[Begin]

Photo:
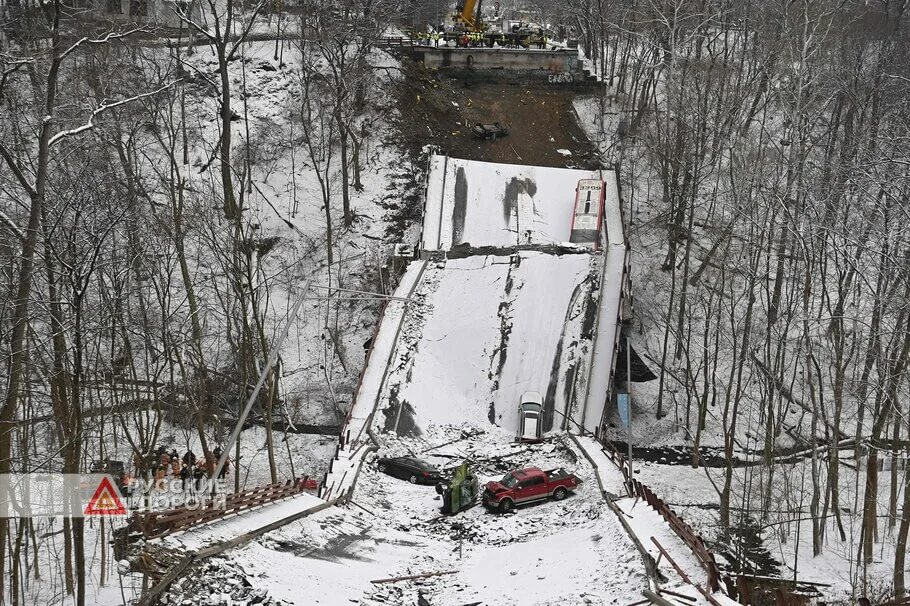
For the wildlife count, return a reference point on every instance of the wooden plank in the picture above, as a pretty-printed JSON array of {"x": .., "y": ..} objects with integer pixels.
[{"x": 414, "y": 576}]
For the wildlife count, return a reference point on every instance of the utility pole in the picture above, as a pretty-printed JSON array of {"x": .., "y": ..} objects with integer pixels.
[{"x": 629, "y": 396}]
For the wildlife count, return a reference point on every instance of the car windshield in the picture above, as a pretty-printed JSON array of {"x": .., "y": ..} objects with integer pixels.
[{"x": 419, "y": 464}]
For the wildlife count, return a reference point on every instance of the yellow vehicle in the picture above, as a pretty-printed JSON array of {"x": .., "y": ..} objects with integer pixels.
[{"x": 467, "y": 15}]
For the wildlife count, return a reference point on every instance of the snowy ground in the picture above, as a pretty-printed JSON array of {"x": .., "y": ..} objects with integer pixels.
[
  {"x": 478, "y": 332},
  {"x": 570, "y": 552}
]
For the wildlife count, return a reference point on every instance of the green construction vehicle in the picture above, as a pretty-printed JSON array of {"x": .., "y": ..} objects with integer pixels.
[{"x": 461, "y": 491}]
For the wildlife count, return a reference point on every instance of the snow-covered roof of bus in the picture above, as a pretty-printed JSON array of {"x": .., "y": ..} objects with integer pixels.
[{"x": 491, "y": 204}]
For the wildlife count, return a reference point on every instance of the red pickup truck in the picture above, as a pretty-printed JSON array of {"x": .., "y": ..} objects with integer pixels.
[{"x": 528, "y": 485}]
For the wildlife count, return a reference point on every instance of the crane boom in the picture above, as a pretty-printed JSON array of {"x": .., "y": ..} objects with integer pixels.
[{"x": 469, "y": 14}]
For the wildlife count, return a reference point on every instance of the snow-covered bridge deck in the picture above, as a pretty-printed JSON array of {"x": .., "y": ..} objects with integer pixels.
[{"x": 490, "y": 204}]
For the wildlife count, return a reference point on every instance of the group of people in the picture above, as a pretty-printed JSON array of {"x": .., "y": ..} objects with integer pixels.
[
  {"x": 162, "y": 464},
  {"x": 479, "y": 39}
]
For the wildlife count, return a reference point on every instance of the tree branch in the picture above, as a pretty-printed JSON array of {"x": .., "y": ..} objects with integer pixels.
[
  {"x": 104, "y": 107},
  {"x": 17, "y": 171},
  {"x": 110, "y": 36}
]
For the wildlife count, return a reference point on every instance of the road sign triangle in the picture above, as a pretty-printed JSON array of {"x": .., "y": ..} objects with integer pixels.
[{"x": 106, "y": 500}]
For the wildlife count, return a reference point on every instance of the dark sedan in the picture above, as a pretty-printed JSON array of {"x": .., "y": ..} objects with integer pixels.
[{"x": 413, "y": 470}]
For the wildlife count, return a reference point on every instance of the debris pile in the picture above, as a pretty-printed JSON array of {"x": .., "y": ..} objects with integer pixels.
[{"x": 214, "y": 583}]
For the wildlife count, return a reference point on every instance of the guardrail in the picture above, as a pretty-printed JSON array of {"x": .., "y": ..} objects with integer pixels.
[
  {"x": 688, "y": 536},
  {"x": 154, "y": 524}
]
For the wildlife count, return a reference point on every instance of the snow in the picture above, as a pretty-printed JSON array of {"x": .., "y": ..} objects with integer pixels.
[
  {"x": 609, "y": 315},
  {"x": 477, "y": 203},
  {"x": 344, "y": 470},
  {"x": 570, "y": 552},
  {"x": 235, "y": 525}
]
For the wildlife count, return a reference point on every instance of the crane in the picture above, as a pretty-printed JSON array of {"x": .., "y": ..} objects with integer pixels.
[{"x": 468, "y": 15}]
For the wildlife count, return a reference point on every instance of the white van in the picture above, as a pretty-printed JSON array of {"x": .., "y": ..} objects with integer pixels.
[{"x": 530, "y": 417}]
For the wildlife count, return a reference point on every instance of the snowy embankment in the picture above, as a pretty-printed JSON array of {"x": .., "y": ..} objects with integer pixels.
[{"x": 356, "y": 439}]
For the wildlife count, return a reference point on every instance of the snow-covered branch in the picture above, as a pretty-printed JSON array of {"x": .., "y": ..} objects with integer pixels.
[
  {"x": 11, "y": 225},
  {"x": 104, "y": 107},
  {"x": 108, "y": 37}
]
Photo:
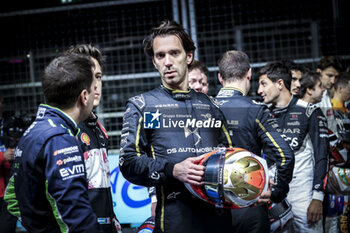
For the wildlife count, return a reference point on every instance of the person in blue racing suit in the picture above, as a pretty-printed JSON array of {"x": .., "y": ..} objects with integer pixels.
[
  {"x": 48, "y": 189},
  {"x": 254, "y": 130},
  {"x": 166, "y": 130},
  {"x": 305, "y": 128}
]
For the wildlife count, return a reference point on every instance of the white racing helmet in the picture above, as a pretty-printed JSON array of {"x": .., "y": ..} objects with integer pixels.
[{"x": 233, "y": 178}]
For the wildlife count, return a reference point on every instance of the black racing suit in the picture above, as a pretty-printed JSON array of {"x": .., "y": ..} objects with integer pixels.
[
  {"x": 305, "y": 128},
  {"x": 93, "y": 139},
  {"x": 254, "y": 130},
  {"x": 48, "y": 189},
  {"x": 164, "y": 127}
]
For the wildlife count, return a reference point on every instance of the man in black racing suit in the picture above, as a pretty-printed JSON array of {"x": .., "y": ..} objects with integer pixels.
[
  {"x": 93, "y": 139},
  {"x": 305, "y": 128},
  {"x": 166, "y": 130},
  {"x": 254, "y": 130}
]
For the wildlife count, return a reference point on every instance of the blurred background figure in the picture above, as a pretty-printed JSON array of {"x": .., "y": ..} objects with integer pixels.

[End]

Objective
Leave out the pictures and restate everything else word for word.

Exercise output
Photo:
For the wildlife count, return a reference point on every instance of the wooden plank in the picture above, as a pretty-printed JSON array of {"x": .., "y": ..} objects with integer pixels.
[{"x": 414, "y": 576}]
For the wildlife count, return a reference point on every instance of the utility pole in the picture above, as a pretty-printed JSON array of {"x": .., "y": ..} objects with integer pixels.
[{"x": 629, "y": 396}]
For the wildlife count, return a reference point on every instance of the car windshield in the picture above, as a pretty-printed JSON array of {"x": .., "y": ..} objects with integer pixels.
[{"x": 419, "y": 464}]
For the wildlife count, return a reference point on every instance of the yellow vehicle in the picture above, as a pretty-printed JSON array of {"x": .., "y": ..} objects with integer pixels.
[{"x": 467, "y": 15}]
For the wildlife count, return a reference point on every instance of the snowy ground in the picture above, as a pretty-printed JSON array of {"x": .., "y": ..} objects with integer pixels.
[
  {"x": 478, "y": 332},
  {"x": 570, "y": 552}
]
For the wildlife count, return a reference point on every instance of the green construction vehicle in the picture above, as a pretty-printed JSON array of {"x": .., "y": ..} objects with integer pixels.
[{"x": 461, "y": 491}]
For the wildlife count, return a reference point on every instance of the snow-covered roof of bus in the picture above, as a pretty-printed JSON array of {"x": .., "y": ..} objects with integer pixels.
[{"x": 491, "y": 204}]
For the wildlife count, return a reference point on every instance of the red pickup truck in the picture above, as a pretty-printed JSON array of {"x": .., "y": ..} objects with integer pixels.
[{"x": 528, "y": 485}]
For the wildlife count, return a reference point on every instance of the crane boom in the picture above, as a pretty-printed JSON array of {"x": .., "y": ..} objects with integer pixels.
[{"x": 469, "y": 14}]
For the wildlife count, return a reference point on every instance of the snow-covered bridge deck in the picture above, as a pretty-printed JSON array of {"x": .., "y": ..} objects with integer pixels.
[{"x": 490, "y": 204}]
For the wildlife count, return a reference point on every instance of the group of people in the picture above, as a pretty-printed JSON array of {"x": .., "y": ..} objects with integer pixels.
[
  {"x": 162, "y": 464},
  {"x": 479, "y": 39}
]
For the wildlife count, return a reference point on every instance of the tree branch in the picture above, as a pretty-printed JSON array of {"x": .., "y": ..} objects with integer pixels.
[
  {"x": 104, "y": 107},
  {"x": 17, "y": 171},
  {"x": 110, "y": 36}
]
For the wildlife count, return a reference point on every instance of the road sign triangle in the picture above, as a pretty-printed JSON array of {"x": .., "y": ..} objects with integer pixels.
[{"x": 106, "y": 500}]
For the wildlife count, return a reference point on every instance of the dark sedan in the picture above, as a pretty-printed JSON array of {"x": .., "y": ..} objects with integer pixels.
[{"x": 413, "y": 470}]
For the wildlife count, return a reference point on every instance of the debris pile in the picture above, as a pretty-printed JSON array of {"x": .., "y": ..} objects with integer pixels.
[{"x": 214, "y": 583}]
For the wildlife count, return a reference point on every instance of the guardrail in the picture above, as a pretty-printed JSON array of {"x": .., "y": ..} objects with integer pixels.
[
  {"x": 688, "y": 536},
  {"x": 154, "y": 524}
]
For the wildlife count, return a reference point on every instance of the snow in the picture above, as a pretty-printed JSON array of {"x": .., "y": ..} objects with integer pixels.
[
  {"x": 609, "y": 315},
  {"x": 477, "y": 203},
  {"x": 344, "y": 470},
  {"x": 570, "y": 552},
  {"x": 235, "y": 525}
]
For the wildlife count, return a reference point on every instance of the crane in the picture above, as a pretty-printed JSON array of {"x": .., "y": ..} objects with integer pixels.
[{"x": 468, "y": 15}]
For the wildlife count, return a reference point on every instance of the white van in the picture above, as a pretty-printed JSON array of {"x": .., "y": ..} objects with integer pixels.
[{"x": 530, "y": 417}]
For the wildlife count, return a reference point on every instance of the snowy embankment in the picture above, as a pretty-printed JSON array of {"x": .., "y": ..} objects with integer pixels.
[{"x": 356, "y": 439}]
For the wildlife count, return a reference point on every instance of the snow-covered branch in the picture above, as a pretty-printed JSON array of {"x": .., "y": ..} objects with integer pixels.
[
  {"x": 11, "y": 225},
  {"x": 104, "y": 107},
  {"x": 108, "y": 37}
]
Photo:
For the wildlife count, return a reference point on every instance of the person in blue racing suit in the picture above, as a pretty-printed JSON array of {"x": .., "y": ..} objects with integer pixels.
[
  {"x": 48, "y": 189},
  {"x": 254, "y": 130},
  {"x": 166, "y": 130},
  {"x": 305, "y": 128}
]
For the wildlife count, return a reference point on every instance of the white racing helmet in the picture above, as a pretty-printed JSON array of {"x": .., "y": ..} objects with integer pixels.
[{"x": 233, "y": 178}]
For the wildlife count, return a reference point on every instance of the black racing suit in the picture above, as a pretty-printed JSON array of {"x": .., "y": ..} objects with integer pixels.
[
  {"x": 305, "y": 128},
  {"x": 93, "y": 139},
  {"x": 254, "y": 130},
  {"x": 48, "y": 189},
  {"x": 164, "y": 127}
]
For the wildlife count, return a reference point on every instance of the man in black racing suit in the picture above, as a pretty-printed JSON array of {"x": .., "y": ..} objects with integer pixels.
[
  {"x": 93, "y": 139},
  {"x": 305, "y": 128},
  {"x": 166, "y": 130},
  {"x": 254, "y": 130}
]
For the wildlife count, return a reference point on every instance of the blurred background figure in the picture above, as a pretty-printed JSON array of {"x": .., "y": ..} objects with integer pixels.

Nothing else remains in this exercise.